▸ Work order 1: From the badger cull article, quote the span starting at the words "A Conservative campaigner" and ending after the words "re-starts this autumn.".
▸ Work order 2: Decide whether each statement below agrees with the badger cull article, answering yes or no and quoting the words of the article that settle it. (a) Lorraine Platt founded the group Blue Badger. (b) The pilot culls last year took place in Somerset and Devon. (c) Owen Paterson succeeded Liz Truss at Defra.
▸ Work order 3: List every person named in the badger cull article.

▸ Passage:
"""
A Conservative campaigner against the badger cull has written to Environment Secretary Liz Truss, urging her to abandon the policy of killing badgers before the shooting re-starts this autumn.
Lorraine Platt, founder of the group Blue Badger, says the pilot badger culls in Somerset and Gloucestershire last year were a “disaster”.
And she concludes her letter: “Minister, isn’t now the time to cancel the needless practice of culling a protected species? It is clearly open to accusations of being absurd, given the crushing scientific evidence against it.”
Ms Platt quotes a number of prominent scientists who have spoken out against the cull, including the chair of Natural England’s science advisory committee Professor David McDonald who said it was an “epic failure” and Professor Tim Coulson, one of the members of the Independent Experts Panel (IEP) who monitored the cull, which she said found it to be “ineffective and inhumane.”
However Ms Truss has made it clear, through direct comments in the House of Commons and via Defra’s chief vet Nigel Gibbens – who gave a media briefing on badgers and bovine TB two weeks ago – that she intends to re-start the pilot culls.
Marksmen working for the cull companies in Somerset and Gloucestershire are currently undergoing training to improve accuracy and answer the criticisms from the IEP that some badgers which were shot took more than five minutes to die.
Mr Gibbens underlined the comments made by Ms Truss’s predecessor at Defra, Owen Paterson, that no country in the world had eradicated bovine TB without dealing with the disease in the wild as well as on the farm.
"""
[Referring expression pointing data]
"""
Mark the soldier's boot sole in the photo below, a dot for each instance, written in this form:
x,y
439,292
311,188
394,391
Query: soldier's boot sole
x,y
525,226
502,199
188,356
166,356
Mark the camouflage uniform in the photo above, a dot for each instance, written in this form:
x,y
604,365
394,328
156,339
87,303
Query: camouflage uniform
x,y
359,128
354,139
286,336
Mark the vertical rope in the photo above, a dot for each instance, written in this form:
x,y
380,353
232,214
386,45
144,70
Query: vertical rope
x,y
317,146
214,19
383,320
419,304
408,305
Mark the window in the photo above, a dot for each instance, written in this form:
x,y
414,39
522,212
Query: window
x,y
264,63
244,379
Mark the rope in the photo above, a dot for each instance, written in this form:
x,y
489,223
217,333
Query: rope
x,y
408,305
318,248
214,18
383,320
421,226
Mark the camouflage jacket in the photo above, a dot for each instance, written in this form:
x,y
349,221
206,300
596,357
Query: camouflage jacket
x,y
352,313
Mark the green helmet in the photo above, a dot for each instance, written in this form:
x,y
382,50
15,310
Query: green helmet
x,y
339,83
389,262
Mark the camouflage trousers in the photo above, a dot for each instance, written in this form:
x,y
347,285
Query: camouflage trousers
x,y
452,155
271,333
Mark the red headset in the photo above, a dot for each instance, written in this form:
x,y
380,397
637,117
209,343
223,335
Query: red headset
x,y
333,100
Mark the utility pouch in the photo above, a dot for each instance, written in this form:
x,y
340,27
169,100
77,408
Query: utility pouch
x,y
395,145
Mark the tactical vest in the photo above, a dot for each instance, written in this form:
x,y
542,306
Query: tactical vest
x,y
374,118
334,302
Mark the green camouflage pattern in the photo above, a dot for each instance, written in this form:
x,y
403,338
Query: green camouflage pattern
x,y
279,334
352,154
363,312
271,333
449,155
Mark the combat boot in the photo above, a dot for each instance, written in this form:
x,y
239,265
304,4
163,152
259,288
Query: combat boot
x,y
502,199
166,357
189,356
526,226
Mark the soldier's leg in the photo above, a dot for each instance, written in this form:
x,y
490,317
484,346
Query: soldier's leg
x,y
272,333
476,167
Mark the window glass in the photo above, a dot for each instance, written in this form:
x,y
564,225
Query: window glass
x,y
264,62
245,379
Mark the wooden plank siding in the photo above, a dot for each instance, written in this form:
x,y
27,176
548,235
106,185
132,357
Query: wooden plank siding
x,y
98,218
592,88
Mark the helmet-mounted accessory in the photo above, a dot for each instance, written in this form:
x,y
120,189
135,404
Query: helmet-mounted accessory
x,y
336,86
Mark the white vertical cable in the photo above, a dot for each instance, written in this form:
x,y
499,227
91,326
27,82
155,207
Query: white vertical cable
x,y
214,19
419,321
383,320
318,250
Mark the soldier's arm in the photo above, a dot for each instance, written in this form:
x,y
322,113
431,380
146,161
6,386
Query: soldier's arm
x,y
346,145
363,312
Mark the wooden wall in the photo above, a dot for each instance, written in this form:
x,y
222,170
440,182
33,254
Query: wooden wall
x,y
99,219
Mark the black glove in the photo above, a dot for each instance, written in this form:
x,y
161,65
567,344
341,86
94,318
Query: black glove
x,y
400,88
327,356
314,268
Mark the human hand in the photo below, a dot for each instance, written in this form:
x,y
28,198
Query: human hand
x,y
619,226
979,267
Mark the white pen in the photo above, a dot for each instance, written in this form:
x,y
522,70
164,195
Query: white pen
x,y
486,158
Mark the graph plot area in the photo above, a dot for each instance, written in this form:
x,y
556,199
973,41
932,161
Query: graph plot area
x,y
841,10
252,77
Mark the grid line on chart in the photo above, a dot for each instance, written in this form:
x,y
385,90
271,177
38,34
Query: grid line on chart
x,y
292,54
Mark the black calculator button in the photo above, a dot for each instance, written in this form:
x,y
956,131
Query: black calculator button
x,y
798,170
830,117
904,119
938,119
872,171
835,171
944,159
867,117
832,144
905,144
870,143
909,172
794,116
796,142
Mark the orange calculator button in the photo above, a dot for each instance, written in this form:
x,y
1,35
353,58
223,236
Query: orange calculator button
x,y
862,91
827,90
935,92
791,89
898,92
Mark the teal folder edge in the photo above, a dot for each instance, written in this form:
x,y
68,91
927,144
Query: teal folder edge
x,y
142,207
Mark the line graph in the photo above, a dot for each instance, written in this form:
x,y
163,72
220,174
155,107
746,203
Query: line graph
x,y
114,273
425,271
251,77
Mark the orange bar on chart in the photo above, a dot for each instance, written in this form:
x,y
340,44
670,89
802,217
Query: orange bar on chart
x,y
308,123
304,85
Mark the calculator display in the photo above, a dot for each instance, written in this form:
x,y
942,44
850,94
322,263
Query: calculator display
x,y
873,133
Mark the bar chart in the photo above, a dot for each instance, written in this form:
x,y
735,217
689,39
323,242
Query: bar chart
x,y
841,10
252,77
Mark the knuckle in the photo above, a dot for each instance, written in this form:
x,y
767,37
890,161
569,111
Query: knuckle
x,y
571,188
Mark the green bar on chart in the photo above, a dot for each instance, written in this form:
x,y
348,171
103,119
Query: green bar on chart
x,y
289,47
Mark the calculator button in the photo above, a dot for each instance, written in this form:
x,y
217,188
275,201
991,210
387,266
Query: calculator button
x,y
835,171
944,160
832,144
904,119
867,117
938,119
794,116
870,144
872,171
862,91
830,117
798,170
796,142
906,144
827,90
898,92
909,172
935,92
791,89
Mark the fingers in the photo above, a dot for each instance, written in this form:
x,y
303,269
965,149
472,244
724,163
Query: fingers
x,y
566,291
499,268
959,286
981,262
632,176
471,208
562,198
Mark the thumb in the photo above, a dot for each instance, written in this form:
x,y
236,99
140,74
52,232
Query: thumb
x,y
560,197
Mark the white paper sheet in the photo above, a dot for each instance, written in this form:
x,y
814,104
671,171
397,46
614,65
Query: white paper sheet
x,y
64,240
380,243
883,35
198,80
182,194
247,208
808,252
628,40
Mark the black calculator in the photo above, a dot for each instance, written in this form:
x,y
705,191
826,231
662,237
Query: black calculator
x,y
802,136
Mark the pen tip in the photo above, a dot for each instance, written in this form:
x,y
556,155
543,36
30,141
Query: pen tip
"""
▸ Task result 1:
A Conservative campaigner against the badger cull has written to Environment Secretary Liz Truss, urging her to abandon the policy of killing badgers before the shooting re-starts this autumn.

▸ Task result 2:
(a) Yes: "Lorraine Platt, founder of the group Blue Badger"
(b) No: "the pilot badger culls in Somerset and Gloucestershire last year"
(c) No: "Ms Truss’s predecessor at Defra, Owen Paterson"

▸ Task result 3:
Liz Truss
Lorraine Platt
David McDonald
Tim Coulson
Nigel Gibbens
Owen Paterson